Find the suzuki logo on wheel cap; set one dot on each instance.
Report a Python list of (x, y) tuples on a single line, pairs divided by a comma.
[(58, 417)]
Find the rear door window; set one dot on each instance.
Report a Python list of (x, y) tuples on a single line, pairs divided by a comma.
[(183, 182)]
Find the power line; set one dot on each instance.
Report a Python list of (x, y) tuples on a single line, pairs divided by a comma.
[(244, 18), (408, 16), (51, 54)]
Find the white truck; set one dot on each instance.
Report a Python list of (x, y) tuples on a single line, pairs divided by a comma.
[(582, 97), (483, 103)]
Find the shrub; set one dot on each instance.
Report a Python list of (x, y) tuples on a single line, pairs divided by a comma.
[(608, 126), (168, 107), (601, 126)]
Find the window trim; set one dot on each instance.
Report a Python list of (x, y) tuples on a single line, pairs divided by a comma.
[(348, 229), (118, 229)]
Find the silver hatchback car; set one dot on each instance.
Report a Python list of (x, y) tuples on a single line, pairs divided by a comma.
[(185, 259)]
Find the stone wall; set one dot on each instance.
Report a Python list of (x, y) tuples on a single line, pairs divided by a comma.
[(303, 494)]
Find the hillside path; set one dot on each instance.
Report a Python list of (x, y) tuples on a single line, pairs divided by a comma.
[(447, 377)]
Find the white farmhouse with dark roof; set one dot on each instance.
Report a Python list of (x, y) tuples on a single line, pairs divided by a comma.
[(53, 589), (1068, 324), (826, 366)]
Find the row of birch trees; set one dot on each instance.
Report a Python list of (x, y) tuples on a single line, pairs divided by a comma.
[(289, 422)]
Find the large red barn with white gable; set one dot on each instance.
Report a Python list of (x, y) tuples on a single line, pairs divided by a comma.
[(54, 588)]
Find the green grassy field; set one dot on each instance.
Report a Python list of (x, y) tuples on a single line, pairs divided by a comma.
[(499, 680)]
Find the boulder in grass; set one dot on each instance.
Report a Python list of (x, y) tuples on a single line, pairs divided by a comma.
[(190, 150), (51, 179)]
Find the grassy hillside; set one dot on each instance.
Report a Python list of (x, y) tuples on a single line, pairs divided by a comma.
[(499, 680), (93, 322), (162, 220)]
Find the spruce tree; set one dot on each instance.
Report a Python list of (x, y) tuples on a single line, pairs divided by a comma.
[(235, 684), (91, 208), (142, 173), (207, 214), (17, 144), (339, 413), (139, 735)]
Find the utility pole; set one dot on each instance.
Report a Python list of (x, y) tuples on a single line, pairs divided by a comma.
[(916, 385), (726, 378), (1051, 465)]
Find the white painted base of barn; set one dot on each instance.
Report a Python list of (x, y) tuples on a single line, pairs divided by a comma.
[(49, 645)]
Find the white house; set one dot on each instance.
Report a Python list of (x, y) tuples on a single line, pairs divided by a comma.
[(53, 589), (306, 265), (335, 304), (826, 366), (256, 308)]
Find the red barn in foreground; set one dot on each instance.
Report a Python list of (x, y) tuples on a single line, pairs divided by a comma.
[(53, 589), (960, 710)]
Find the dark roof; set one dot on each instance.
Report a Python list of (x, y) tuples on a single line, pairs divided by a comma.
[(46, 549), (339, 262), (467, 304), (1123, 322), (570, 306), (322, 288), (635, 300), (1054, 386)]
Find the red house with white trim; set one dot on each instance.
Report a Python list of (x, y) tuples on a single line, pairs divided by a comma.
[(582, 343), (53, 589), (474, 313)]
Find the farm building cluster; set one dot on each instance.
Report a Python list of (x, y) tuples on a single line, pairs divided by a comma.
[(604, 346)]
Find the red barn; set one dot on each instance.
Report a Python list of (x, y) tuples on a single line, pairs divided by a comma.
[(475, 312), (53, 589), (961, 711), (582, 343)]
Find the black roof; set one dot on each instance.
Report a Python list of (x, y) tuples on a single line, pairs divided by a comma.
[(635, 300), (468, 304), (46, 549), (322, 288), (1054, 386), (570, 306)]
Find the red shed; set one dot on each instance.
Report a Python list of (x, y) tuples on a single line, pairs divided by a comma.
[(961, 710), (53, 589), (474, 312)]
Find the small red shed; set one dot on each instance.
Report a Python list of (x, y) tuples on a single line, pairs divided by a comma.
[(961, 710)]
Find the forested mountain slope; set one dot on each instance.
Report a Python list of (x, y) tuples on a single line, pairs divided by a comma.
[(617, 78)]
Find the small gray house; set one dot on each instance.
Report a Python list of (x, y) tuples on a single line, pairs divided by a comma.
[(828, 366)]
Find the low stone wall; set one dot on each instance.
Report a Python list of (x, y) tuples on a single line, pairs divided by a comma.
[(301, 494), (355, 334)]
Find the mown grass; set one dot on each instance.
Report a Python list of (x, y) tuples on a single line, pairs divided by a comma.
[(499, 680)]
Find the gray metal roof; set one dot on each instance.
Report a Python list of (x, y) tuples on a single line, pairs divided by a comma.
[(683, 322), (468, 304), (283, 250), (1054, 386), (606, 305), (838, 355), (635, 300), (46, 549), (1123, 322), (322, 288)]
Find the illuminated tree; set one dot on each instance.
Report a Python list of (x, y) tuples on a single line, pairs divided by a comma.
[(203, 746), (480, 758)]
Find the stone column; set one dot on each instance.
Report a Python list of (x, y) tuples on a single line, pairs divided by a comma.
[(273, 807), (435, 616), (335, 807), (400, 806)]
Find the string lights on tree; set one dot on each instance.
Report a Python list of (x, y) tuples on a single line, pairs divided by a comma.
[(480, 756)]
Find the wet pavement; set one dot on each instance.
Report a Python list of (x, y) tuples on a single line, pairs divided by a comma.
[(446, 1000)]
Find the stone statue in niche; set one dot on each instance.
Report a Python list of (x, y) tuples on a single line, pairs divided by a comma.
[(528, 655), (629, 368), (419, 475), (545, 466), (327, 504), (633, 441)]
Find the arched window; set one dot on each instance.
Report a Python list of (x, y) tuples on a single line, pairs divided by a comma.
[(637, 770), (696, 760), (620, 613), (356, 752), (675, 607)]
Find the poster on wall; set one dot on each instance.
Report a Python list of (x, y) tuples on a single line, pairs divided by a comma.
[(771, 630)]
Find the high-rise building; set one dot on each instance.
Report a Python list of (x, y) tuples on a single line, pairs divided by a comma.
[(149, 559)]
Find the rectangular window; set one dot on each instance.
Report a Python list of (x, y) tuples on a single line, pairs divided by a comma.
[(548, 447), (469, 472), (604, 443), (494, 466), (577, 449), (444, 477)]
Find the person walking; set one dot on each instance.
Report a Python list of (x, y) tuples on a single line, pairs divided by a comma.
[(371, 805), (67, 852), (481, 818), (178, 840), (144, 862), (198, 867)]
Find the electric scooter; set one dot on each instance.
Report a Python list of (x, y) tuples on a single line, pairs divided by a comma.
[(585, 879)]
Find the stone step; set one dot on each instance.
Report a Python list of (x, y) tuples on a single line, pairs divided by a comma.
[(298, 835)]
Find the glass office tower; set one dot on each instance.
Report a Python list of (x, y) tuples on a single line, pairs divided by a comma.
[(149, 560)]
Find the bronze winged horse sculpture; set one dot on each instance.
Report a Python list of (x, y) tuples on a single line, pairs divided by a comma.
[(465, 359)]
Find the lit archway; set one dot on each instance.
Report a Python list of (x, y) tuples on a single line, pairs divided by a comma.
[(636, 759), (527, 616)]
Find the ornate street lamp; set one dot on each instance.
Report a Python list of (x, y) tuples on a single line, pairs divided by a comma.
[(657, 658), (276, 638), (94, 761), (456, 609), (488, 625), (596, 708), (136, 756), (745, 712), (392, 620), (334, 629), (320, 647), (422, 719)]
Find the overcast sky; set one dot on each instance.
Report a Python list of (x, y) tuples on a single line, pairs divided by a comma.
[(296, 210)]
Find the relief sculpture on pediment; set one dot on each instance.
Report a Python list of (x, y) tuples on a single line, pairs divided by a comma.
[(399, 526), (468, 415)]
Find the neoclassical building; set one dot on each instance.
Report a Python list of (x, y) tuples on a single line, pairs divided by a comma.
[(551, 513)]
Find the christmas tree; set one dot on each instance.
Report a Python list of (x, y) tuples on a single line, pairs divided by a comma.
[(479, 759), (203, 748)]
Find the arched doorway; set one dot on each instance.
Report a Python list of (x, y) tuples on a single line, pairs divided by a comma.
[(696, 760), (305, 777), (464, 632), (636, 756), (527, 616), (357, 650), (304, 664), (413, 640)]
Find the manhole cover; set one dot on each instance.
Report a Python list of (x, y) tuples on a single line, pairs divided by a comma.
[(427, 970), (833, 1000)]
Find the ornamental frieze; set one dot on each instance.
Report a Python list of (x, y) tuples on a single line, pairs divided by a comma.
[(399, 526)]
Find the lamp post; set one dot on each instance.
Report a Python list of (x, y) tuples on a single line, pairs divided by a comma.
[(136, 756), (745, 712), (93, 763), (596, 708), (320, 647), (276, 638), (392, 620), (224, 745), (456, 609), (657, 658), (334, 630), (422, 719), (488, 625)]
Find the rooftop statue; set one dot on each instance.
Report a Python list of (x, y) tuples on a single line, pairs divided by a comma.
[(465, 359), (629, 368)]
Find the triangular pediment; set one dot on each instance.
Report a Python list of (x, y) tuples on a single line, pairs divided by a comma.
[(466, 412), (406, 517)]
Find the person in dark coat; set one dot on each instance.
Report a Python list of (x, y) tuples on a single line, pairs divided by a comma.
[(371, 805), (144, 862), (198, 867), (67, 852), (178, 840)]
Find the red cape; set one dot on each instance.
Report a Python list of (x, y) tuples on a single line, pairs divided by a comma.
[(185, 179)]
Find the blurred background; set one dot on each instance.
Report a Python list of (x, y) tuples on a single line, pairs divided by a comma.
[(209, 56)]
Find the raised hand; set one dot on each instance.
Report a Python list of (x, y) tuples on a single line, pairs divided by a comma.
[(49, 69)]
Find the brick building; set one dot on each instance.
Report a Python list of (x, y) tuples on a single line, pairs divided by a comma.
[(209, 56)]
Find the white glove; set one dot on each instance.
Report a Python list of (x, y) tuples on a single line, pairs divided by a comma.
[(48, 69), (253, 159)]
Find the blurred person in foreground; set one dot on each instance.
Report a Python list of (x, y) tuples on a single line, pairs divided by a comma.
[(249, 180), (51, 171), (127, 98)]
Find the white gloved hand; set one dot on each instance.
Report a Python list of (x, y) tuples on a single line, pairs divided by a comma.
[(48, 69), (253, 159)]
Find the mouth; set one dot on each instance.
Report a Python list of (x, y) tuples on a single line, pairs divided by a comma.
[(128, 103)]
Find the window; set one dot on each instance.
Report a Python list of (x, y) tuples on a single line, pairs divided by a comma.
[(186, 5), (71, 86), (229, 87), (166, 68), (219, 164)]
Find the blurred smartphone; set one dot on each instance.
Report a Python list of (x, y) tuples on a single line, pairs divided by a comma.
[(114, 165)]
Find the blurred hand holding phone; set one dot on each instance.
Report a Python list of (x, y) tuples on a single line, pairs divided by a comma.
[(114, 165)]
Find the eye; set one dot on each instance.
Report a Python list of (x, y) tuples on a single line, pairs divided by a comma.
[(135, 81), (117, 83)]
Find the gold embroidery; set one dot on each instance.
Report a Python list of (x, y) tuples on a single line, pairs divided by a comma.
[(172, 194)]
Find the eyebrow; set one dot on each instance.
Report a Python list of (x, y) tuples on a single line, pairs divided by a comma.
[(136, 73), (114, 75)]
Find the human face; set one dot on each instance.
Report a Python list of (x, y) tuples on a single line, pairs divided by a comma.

◆ **WHAT THE TASK ASKS**: Beginning at the first line of the records, retype exactly every line up to and including the one with "Find the green".

◆ **RESPONSE AREA**:
Find the suzuki logo on wheel cap; set one dot on each instance.
Report a Python list of (x, y) tuples on a single line, pairs divided by a comma.
[(58, 417)]
Find the rear door window; set one dot on each instance.
Report a Python list of (x, y) tuples on a single line, pairs divided by a comma.
[(183, 182)]
Find the power line; set one dot on each instance.
Report a Python list of (x, y) tuples on a single line, pairs divided by a comma.
[(244, 18), (408, 16), (51, 54)]
Find the white truck; set one dot on each instance.
Report a Python list of (x, y) tuples on a single line, pairs divided by a comma.
[(582, 97), (483, 103)]
Find the shrub; set one dot on each instance.
Report a Python list of (x, y) tuples on a single line, pairs divided by a comma.
[(608, 126), (168, 107), (601, 126)]
Find the window trim; set one dot on each instance.
Report a Python list of (x, y) tuples on a single line, pairs divided by a comma.
[(348, 229), (118, 229)]
Find the silver hatchback car; set one dot on each instance.
Report a Python list of (x, y) tuples on a single line, pairs divided by a comma.
[(185, 259)]
Find the stone wall; set one dot on each instance.
Report a Python list of (x, y) tuples on a single line, pairs divided by a comma.
[(303, 494)]
Find the hillside path; set one dot on each instance.
Report a Python list of (x, y) tuples on a single line, pairs divided by a comma.
[(447, 377)]
Find the white farmhouse with dark roof; set one dot on each instance.
Report a Python list of (x, y) tuples on a single line, pairs divided by a comma.
[(53, 589), (1068, 324), (826, 366)]
Find the row of birch trees; set one dot on each instance.
Report a Python list of (x, y) tuples on a single line, pairs divided by a comma.
[(289, 422)]
Find the large red barn with white gable; set one dot on each instance.
Report a Python list of (x, y) tuples on a single line, pairs divided by a comma.
[(54, 588)]
Find the green grassy field; set one dot on each instance.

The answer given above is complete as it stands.